▸ **Challenge**: Could you carry forward the article on the Atlas Restaurant Group's farm, starting right after its last sentence?

▸ **Text provided**:
○ ○ ○ ○ ○

Maryland’s Atlas Restaurant Group has 22 high-end restaurants that are supplied with fresh, local produce.

This restaurant group grows 50,000 pounds of seasonal produce on its own regenerative farm

[Photo: Atlas Farms]

BY Talib Visram5 minute read

The shishito peppers served at Azumi, one of the luxury properties of Maryland’s Atlas Restaurant Group, are “absolutely unbelievable,” says the group’s managing partner Eric Smith. The carrots are also sweet, the lettuce is crispy, and the heirloom tomatoes are the fresh centerpiece of the Greek salad at the group’s Mediterranean restaurant, Ouzo Bay.

Those items all come from Atlas Farms, a five-acre property owned by the group that produces crops for the menus of 22 upscale restaurants, from the Italian Tagliata and elevated Mexican Maximón, in Baltimore’s Four Seasons Hotel, to crab house Choptank. The farm uses regenerative agriculture practices, including not using pesticides and no tilling, which helps ensure healthy soil. Atlas believes it could be a replicable model for other restaurant groups, and wants to expand its own restaurants’ self-sufficiency by introducing livestock to the farm, among other pursuits.

○ ○ ○ ○ ○

▸ **Dataset content**:
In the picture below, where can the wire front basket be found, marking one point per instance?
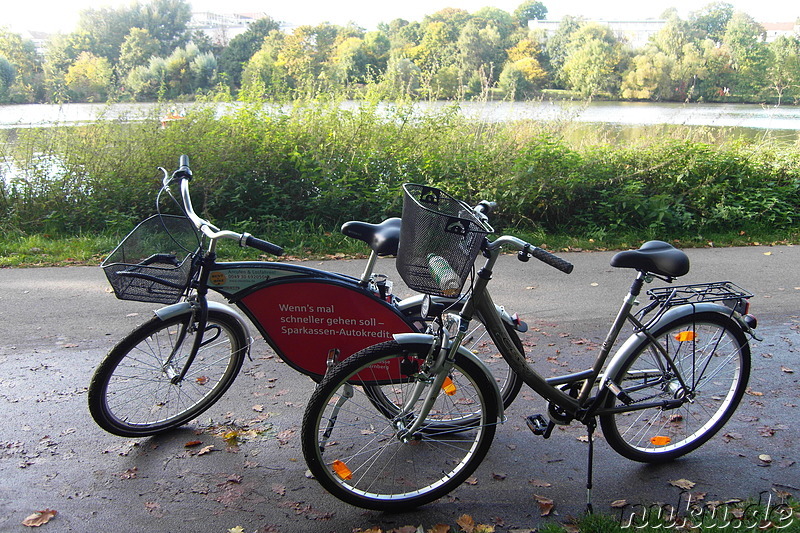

○ ○ ○ ○ ○

▸ **The reply**:
[Photo: Atlas Farms]

“This is a full-on production farm,” says Larson Weinstein, manager of Atlas Farms. It’s not a new concept for restaurants to source from their own farms—a literal farm-to-table dining model. The first prominent example was Blue Hill at Stone Barns: Opened in 2004, it’s a two-Michelin-starred restaurant in New York Sate’s Hudson Valley, which uses produce from its surrounding farm. At Thomas Keller’s three-Michelin-starred French Laundry, in California’s Napa Valley, the farm that produces food is open to public tours and often serves as an idyllic setting for events. What sets Atlas apart, Weinstein says, is that the farm is producing for a large collection of restaurants.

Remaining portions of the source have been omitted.